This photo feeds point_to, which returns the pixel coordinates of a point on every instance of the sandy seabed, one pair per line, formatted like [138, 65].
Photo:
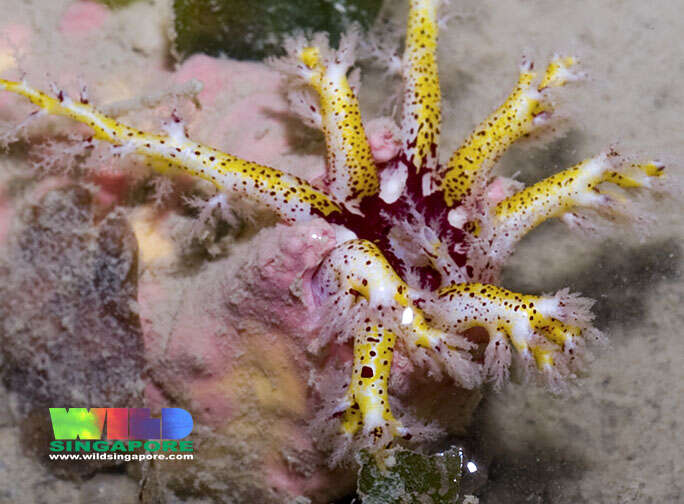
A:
[616, 440]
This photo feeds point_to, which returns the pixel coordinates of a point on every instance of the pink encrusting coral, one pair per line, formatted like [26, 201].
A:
[382, 275]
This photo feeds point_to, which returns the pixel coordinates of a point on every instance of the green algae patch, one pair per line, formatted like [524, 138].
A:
[249, 30]
[407, 477]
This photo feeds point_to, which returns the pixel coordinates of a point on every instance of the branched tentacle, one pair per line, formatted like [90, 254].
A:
[367, 404]
[357, 272]
[421, 108]
[570, 190]
[292, 198]
[526, 109]
[352, 174]
[547, 332]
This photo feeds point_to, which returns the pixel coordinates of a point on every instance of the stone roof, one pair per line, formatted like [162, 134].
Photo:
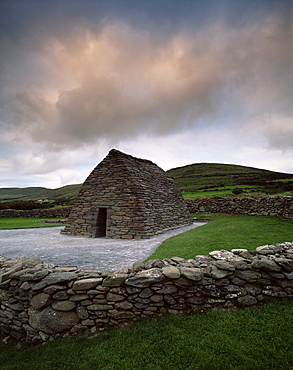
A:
[128, 198]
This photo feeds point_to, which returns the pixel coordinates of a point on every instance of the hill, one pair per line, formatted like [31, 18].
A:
[195, 180]
[215, 177]
[67, 192]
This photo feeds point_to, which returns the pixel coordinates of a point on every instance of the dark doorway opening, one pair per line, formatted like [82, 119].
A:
[101, 223]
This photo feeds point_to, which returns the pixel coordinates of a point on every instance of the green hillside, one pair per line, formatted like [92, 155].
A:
[37, 193]
[210, 179]
[195, 180]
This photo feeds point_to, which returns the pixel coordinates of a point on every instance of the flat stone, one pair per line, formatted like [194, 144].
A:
[224, 265]
[194, 274]
[265, 264]
[113, 280]
[59, 277]
[63, 305]
[156, 298]
[171, 272]
[247, 300]
[146, 293]
[167, 289]
[145, 278]
[78, 297]
[99, 307]
[122, 315]
[217, 273]
[113, 297]
[269, 249]
[51, 321]
[125, 305]
[40, 301]
[285, 264]
[248, 275]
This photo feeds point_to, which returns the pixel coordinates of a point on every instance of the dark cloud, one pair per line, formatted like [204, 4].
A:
[74, 73]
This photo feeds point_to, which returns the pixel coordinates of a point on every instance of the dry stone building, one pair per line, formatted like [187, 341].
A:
[127, 198]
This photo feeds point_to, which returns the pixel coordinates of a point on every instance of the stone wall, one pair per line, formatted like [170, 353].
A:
[281, 206]
[42, 301]
[39, 213]
[127, 198]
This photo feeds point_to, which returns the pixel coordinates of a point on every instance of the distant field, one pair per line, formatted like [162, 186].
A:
[27, 222]
[226, 232]
[194, 181]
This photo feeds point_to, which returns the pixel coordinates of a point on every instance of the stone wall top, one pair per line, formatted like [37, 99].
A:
[41, 301]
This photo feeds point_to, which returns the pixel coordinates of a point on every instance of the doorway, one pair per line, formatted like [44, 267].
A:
[99, 229]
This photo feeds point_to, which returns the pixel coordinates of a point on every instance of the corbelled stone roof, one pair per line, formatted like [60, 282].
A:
[128, 198]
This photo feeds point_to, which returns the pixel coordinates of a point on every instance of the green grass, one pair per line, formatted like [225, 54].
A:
[226, 232]
[258, 338]
[26, 222]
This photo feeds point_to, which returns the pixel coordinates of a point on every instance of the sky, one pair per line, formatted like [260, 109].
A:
[172, 81]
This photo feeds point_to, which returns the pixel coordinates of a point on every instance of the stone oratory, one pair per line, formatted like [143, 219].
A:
[127, 198]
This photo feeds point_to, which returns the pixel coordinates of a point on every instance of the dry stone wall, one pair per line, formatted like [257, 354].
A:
[41, 301]
[281, 206]
[127, 198]
[40, 213]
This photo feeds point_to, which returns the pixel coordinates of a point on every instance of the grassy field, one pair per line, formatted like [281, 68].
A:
[226, 232]
[195, 180]
[27, 222]
[258, 338]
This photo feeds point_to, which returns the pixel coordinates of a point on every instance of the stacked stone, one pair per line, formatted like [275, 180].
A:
[280, 206]
[41, 301]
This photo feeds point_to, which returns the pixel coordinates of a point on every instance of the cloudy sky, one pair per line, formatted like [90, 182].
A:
[173, 81]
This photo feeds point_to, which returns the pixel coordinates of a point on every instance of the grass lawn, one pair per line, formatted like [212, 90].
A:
[226, 232]
[26, 222]
[258, 338]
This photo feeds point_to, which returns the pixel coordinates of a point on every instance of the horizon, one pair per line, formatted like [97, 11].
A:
[191, 164]
[171, 81]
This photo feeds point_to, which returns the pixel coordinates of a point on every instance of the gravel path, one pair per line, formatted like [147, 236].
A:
[87, 253]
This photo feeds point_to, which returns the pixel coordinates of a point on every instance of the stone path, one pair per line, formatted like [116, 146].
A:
[87, 253]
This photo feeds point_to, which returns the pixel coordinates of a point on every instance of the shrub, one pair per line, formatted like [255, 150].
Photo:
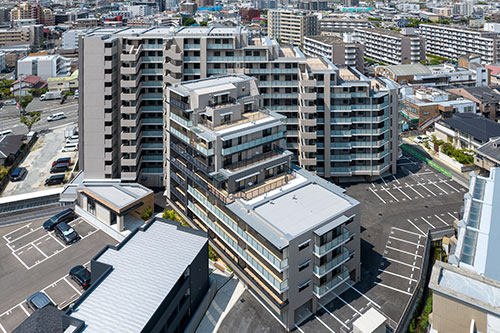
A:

******

### Work instruction
Locate all lines in the listing above with the word "green". Copy them.

### Task solution
This photo feeds point_to, which returns the pixel coordinates of a point on every instance of the green algae patch, one pair per line, formatted like [524, 138].
This photo feeds point_to, which returns the pixel coordinates of a point on every instance of the green hillside, one pair per line, formatted like [92, 155].
This photo feeds point_to, which returns the pixel coordinates of a point on every instance of the green grass, one pair per line, formatted like [225, 54].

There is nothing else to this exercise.